Exercise brief ->
Each line of the listing should be reproduced exactly.

Given records ->
════════════════
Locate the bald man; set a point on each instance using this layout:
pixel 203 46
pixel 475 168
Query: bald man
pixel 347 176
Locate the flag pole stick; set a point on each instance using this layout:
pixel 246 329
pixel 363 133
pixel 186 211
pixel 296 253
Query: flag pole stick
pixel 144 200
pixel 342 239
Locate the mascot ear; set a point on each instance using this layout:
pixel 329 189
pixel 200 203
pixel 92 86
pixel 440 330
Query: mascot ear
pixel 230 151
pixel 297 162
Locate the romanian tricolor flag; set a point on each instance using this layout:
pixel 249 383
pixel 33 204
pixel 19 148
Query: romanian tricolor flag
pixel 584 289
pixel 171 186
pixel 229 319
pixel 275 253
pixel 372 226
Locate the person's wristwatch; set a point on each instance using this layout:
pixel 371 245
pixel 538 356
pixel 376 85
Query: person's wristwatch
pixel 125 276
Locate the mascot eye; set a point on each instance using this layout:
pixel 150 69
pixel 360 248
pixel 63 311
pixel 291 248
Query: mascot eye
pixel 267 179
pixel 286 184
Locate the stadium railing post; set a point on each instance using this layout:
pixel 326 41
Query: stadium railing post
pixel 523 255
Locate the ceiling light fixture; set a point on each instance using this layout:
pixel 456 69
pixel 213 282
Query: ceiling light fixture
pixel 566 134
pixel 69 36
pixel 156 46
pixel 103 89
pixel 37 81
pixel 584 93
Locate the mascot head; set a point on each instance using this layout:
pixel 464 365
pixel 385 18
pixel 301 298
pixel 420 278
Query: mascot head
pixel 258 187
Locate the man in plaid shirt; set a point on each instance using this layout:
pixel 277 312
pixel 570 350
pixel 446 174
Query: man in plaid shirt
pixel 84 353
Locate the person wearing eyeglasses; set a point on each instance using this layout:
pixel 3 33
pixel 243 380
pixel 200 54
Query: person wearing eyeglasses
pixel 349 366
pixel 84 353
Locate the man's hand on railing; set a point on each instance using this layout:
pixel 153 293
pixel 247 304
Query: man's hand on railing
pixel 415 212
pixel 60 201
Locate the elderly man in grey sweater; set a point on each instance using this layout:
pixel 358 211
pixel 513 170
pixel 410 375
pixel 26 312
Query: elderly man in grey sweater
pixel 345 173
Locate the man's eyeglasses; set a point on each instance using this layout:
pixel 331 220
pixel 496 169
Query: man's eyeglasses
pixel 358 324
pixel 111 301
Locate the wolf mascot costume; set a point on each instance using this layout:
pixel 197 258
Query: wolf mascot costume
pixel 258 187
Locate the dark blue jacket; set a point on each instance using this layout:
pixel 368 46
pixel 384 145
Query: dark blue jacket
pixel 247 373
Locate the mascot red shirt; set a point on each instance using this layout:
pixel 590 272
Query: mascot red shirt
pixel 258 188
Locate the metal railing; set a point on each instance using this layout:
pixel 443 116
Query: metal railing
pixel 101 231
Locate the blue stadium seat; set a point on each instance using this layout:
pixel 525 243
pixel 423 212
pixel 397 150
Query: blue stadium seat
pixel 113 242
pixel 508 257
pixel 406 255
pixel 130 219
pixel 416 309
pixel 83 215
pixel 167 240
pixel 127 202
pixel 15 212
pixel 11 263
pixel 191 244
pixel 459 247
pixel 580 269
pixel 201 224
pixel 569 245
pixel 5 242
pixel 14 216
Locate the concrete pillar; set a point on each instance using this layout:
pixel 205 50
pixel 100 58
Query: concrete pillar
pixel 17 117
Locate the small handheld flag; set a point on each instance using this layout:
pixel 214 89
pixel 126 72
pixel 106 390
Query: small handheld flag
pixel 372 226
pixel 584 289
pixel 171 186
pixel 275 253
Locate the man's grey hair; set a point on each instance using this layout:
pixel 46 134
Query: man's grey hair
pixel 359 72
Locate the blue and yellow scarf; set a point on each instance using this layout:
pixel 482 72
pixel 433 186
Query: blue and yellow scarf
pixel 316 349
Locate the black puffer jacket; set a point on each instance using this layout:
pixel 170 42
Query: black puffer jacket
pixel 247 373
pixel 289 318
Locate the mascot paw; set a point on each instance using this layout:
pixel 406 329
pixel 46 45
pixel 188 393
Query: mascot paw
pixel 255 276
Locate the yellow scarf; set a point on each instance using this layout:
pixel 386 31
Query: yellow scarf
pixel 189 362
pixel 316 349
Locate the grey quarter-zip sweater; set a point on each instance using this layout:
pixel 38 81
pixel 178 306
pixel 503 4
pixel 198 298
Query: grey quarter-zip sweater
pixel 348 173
════════════════
The completed task ->
Locate the bald man; set a point on each instance using this layout:
pixel 203 46
pixel 475 168
Query: bald man
pixel 347 176
Locate the flag pole stick; set a point on each instance using this layout:
pixel 246 329
pixel 363 133
pixel 186 211
pixel 296 253
Query: flag pole stick
pixel 144 200
pixel 342 239
Locate the mascot ear; set a point on each instance using this layout:
pixel 329 189
pixel 200 203
pixel 92 86
pixel 440 330
Query: mascot ear
pixel 230 151
pixel 297 162
Locate the romanian tricolor flag; set a point on each instance using this layout:
pixel 249 383
pixel 33 204
pixel 19 148
Query: romanian tricolor flag
pixel 584 289
pixel 171 186
pixel 229 319
pixel 275 253
pixel 372 226
Locate the person's wristwatch; set a point on each instance using this layout:
pixel 371 245
pixel 538 356
pixel 376 85
Query: person's wristwatch
pixel 125 276
Locate the mascot eye; set a point on each instance using this layout:
pixel 150 69
pixel 360 248
pixel 63 311
pixel 291 248
Query: mascot eye
pixel 267 179
pixel 286 184
Locate the stadium railing post; set a point on each instance using this layout:
pixel 326 41
Query: stadium railing post
pixel 523 255
Locate the ceiling light fixture; set a point on each instance using this layout:
pixel 456 69
pixel 213 282
Query: ceiling light fixture
pixel 566 134
pixel 69 36
pixel 156 46
pixel 103 89
pixel 37 81
pixel 584 93
Locate the mascot head; set a point on each instance using this layout:
pixel 464 365
pixel 385 18
pixel 301 298
pixel 420 278
Query: mascot head
pixel 258 187
Locate the man in plaid shirt; set a point on each instance using this layout:
pixel 277 312
pixel 570 350
pixel 446 174
Query: man in plaid shirt
pixel 84 353
Locate the person wearing eyeglasses; set a point on each instance using this layout:
pixel 3 33
pixel 243 380
pixel 200 54
Query: person wearing eyeglasses
pixel 349 366
pixel 84 353
Locate the man's hand on railing; set a point on each instance using this layout:
pixel 153 293
pixel 247 304
Query: man's hand on railing
pixel 415 212
pixel 60 201
Locate the elderly man in grey sweater; set a point on each instance using this layout:
pixel 358 211
pixel 513 170
pixel 410 375
pixel 26 312
Query: elderly man in grey sweater
pixel 345 173
Locate the man's eyeglasses; set a point on each instance using this layout:
pixel 331 220
pixel 496 169
Query: man's eyeglasses
pixel 358 324
pixel 111 301
Locate the wolf mascot costume; set a point on each instance using this layout:
pixel 197 258
Query: wolf mascot costume
pixel 258 187
Locate the dark blue jacket; set a point on each instance using this layout:
pixel 368 46
pixel 384 145
Query: dark blue jacket
pixel 247 373
Locate the mascot red shirt; set a point on each instance using this layout:
pixel 590 272
Query: mascot red shirt
pixel 258 188
Locate the metal railing; set a point on each instance using this layout:
pixel 443 116
Query: metal railing
pixel 101 231
Locate the blue stadium seat; set a point on each instance using this layout:
pixel 525 243
pixel 423 212
pixel 397 150
Query: blue stadium seat
pixel 113 242
pixel 508 257
pixel 406 255
pixel 130 219
pixel 416 309
pixel 83 215
pixel 167 240
pixel 127 202
pixel 15 212
pixel 11 263
pixel 191 244
pixel 459 247
pixel 580 269
pixel 201 224
pixel 569 245
pixel 5 242
pixel 14 216
Locate the concrete pillar; set a point on each instance using this layout:
pixel 205 50
pixel 100 58
Query: concrete pillar
pixel 17 117
Locate the small handheld flag; set a point on each instance using this layout:
pixel 214 89
pixel 126 72
pixel 106 390
Query: small handheld flag
pixel 372 226
pixel 584 289
pixel 171 186
pixel 275 253
Locate the man's grey hair; set a point on each instance using this layout:
pixel 46 134
Query: man's grey hair
pixel 359 72
Locate the blue and yellow scarf; set a point on each instance using this layout:
pixel 482 72
pixel 433 186
Query: blue and yellow scarf
pixel 316 349
Locate the black puffer jacket; set a point on each instance using this layout:
pixel 170 42
Query: black puffer jacket
pixel 247 373
pixel 289 318
Locate the mascot paw; set a point on each instance using this layout:
pixel 406 329
pixel 46 45
pixel 188 393
Query: mascot paw
pixel 255 276
Locate the yellow scarf; set a point on each instance using this layout:
pixel 386 31
Query: yellow scarf
pixel 189 362
pixel 316 349
Locate the grey quarter-zip sweater; set a point on each instance using this layout:
pixel 38 81
pixel 178 306
pixel 503 4
pixel 198 298
Query: grey quarter-zip sweater
pixel 348 173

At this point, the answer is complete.